Pull out each row below that contains the word "concrete". Case matters.

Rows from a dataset
--

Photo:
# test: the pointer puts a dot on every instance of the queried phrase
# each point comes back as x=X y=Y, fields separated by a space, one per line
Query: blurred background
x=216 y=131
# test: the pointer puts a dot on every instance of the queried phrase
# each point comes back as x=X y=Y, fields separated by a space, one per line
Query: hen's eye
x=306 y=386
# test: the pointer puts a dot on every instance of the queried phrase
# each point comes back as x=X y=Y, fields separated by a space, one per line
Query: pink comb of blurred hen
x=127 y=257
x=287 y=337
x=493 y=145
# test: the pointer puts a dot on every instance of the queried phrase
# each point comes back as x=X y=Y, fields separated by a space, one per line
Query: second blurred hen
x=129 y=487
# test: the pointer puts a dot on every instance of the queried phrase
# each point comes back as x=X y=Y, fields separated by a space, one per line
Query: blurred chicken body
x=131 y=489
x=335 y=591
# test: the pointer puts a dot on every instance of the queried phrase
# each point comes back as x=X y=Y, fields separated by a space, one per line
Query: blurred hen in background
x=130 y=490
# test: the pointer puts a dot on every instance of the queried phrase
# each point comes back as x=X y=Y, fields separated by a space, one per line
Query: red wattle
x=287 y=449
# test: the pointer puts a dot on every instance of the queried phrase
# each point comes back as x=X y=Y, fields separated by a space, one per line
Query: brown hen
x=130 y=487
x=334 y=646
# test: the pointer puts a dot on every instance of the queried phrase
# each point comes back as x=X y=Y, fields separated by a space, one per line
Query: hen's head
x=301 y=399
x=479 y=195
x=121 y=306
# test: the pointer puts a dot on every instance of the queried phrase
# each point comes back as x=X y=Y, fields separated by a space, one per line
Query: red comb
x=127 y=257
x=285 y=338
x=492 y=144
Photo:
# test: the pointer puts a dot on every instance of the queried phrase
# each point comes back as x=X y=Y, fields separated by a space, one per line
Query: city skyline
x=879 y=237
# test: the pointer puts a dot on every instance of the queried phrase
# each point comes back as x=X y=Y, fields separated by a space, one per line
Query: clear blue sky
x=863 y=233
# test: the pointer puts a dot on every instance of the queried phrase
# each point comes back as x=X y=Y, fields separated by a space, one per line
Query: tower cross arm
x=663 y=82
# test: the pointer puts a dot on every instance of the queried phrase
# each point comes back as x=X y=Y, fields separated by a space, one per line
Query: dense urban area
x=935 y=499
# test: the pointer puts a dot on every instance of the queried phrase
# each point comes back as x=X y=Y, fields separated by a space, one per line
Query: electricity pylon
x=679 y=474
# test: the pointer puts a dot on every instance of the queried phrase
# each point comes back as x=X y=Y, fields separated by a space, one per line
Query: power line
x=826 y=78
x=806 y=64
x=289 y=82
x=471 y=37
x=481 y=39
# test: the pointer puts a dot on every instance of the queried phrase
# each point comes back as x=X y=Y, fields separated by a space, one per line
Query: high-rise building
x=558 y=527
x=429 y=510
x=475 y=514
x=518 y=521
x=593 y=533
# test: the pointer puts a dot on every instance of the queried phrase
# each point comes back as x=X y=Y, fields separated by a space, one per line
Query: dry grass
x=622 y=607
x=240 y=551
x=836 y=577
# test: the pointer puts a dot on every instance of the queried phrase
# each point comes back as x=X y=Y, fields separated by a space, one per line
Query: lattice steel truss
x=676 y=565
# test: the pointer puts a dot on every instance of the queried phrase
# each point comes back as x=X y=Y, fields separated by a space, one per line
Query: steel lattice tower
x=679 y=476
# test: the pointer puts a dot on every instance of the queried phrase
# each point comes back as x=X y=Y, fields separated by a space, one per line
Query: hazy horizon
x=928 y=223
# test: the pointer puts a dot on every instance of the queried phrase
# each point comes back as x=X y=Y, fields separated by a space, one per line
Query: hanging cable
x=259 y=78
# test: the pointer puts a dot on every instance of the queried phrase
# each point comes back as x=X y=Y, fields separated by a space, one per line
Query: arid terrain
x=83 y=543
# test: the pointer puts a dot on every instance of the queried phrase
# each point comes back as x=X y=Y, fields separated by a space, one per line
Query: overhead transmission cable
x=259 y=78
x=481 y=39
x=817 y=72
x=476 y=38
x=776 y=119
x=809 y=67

--

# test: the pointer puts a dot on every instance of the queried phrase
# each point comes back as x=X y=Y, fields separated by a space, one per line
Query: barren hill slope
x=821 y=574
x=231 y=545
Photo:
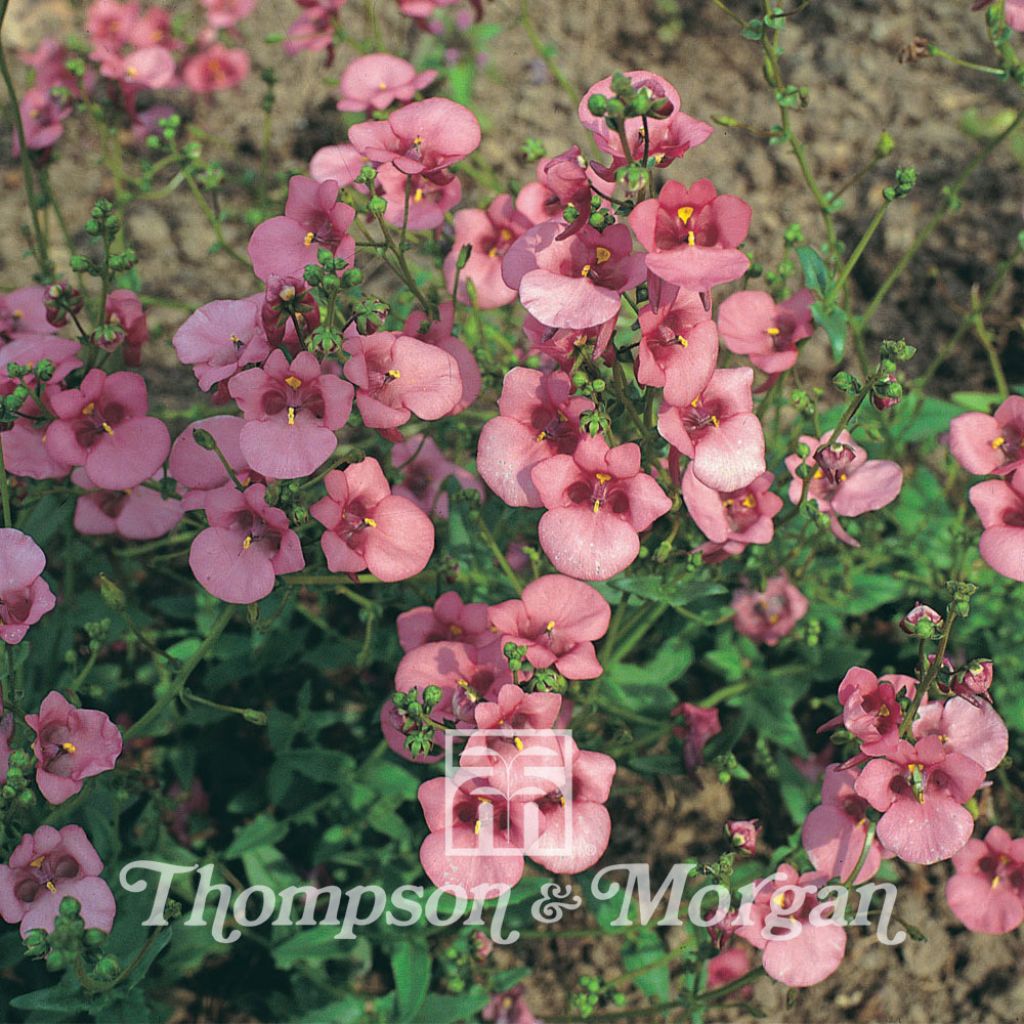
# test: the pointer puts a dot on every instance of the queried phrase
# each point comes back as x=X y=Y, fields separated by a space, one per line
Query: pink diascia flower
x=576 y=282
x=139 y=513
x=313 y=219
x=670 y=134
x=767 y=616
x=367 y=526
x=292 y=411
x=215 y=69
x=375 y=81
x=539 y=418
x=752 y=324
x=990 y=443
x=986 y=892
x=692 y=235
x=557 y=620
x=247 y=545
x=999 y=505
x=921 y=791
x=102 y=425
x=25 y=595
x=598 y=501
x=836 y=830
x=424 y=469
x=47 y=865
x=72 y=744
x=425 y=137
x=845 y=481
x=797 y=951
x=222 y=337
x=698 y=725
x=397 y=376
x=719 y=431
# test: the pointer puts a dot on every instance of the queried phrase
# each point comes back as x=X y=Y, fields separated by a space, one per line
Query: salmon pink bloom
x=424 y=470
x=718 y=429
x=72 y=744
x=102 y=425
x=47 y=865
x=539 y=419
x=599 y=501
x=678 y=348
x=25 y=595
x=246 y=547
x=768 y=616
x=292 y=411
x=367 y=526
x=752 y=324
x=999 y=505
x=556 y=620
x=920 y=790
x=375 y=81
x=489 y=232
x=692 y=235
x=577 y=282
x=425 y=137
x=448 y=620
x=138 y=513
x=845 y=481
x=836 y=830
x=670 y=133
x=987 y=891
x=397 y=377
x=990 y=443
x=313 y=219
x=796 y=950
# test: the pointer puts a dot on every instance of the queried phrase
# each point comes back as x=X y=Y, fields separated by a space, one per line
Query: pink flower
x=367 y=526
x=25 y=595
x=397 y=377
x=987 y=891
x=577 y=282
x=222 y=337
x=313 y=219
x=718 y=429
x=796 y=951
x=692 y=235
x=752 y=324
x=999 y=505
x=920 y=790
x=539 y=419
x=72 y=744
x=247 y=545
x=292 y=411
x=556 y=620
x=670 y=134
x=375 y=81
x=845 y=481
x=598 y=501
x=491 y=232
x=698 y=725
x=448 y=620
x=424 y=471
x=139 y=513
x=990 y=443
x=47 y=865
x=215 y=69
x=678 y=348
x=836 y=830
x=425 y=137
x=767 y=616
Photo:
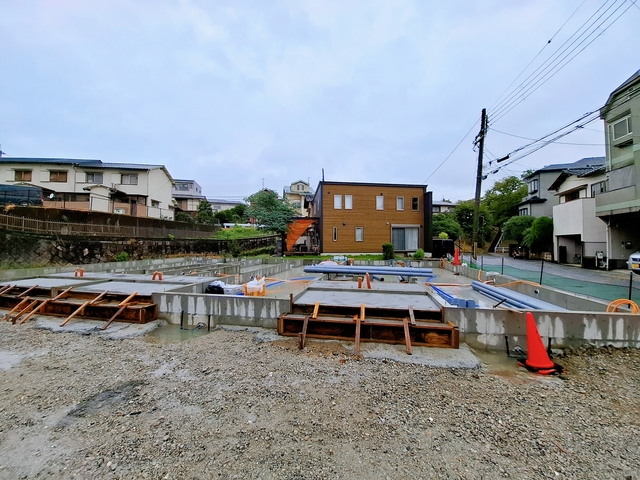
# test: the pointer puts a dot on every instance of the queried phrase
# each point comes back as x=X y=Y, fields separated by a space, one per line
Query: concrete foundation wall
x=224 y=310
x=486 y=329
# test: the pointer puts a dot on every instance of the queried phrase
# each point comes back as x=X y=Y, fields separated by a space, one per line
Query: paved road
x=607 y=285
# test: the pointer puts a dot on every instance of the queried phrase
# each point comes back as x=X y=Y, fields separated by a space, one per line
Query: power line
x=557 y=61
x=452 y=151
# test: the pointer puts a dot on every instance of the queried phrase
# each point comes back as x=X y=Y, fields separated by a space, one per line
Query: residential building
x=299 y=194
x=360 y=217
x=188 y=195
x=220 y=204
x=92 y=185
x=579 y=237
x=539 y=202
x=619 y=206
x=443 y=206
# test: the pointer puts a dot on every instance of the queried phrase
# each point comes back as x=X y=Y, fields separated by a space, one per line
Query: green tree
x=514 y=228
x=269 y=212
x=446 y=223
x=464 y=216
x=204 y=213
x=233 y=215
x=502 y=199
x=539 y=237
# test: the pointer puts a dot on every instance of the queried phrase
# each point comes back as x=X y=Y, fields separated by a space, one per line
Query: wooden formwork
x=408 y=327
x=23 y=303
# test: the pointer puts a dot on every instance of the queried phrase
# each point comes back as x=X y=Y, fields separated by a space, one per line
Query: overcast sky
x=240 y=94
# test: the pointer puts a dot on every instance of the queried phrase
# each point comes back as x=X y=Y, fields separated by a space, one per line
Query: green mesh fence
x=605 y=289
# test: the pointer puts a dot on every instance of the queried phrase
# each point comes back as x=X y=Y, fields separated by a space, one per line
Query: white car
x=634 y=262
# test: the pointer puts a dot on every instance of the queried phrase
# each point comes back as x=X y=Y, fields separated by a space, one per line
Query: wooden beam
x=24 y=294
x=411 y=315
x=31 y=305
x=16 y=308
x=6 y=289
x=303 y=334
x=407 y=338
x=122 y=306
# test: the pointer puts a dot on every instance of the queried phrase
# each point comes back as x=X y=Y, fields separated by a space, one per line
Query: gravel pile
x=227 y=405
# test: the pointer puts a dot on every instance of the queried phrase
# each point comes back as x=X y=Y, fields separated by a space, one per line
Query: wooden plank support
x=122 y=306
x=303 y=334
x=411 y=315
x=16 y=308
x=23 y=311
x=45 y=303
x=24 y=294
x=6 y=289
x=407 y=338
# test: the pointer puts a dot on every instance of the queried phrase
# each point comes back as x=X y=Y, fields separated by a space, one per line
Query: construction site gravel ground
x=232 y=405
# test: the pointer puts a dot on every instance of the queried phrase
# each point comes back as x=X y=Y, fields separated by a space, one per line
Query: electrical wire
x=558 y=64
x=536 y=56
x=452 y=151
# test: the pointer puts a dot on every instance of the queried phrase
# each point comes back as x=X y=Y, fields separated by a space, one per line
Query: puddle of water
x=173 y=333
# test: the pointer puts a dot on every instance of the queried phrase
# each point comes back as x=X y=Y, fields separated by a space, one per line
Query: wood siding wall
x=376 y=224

--

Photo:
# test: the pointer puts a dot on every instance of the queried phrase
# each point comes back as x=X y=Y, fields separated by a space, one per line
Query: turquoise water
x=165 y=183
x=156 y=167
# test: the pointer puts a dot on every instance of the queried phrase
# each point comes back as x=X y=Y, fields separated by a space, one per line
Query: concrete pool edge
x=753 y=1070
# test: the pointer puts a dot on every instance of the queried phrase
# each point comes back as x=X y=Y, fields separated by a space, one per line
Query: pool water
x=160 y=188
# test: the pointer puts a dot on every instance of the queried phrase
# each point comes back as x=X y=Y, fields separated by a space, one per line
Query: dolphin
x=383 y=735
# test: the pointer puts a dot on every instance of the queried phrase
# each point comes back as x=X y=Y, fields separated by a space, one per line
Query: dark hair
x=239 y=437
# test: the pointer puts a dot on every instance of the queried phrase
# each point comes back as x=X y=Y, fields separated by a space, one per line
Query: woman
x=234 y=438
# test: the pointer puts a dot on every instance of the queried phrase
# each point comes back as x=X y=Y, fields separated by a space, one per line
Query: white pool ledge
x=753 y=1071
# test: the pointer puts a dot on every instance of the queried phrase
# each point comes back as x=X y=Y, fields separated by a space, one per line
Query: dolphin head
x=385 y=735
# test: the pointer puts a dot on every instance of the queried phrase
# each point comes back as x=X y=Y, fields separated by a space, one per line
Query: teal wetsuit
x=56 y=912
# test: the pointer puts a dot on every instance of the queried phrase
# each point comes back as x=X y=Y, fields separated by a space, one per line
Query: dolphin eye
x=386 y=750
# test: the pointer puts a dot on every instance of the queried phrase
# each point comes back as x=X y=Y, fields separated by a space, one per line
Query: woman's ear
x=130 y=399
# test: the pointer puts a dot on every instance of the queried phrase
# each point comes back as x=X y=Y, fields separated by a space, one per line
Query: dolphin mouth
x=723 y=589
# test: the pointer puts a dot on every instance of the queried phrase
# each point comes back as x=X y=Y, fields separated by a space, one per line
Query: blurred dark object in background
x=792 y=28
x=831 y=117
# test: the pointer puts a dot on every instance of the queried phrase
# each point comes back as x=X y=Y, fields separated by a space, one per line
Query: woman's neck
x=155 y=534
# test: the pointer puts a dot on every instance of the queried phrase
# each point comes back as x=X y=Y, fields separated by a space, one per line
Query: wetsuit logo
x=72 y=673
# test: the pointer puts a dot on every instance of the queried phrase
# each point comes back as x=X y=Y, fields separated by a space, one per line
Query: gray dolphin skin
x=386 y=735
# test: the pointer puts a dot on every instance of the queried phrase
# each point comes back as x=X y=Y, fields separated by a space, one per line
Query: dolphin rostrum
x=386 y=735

--

**RESPONSE**
Query: concrete foundation wall
Query: concrete pool edge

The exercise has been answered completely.